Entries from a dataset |
__________________________________________________

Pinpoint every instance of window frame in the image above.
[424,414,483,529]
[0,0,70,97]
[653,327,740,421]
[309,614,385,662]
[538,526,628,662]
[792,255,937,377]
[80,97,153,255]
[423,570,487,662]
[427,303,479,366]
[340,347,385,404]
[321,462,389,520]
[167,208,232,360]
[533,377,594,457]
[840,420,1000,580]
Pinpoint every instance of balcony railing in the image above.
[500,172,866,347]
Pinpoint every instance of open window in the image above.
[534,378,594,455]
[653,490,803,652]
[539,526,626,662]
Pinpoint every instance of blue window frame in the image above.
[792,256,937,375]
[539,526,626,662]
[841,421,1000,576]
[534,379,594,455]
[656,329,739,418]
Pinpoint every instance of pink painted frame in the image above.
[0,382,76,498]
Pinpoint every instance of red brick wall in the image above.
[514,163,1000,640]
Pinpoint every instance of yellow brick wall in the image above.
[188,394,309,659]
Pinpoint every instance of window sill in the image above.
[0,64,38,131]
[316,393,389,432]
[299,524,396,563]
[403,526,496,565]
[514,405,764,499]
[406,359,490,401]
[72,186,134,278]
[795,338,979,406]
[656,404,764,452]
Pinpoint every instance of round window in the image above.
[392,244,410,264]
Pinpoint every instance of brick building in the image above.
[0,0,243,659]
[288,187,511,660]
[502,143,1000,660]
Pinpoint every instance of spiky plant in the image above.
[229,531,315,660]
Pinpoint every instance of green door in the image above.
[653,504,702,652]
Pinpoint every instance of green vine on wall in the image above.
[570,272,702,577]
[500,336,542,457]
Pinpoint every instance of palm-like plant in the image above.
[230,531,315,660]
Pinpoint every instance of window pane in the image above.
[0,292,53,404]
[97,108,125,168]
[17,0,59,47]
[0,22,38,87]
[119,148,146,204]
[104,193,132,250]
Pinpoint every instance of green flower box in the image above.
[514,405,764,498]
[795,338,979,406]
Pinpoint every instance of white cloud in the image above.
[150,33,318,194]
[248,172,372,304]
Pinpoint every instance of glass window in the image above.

__________________________________________________

Set exercise | Pick out every line in the items above that contains the string "frame", treating case as significant.

Output of the task |
Pinpoint every instance of window frame in the image above.
Pinpoint every instance of blue window frame in the image above.
Pinpoint every instance of pink painted frame in the image above.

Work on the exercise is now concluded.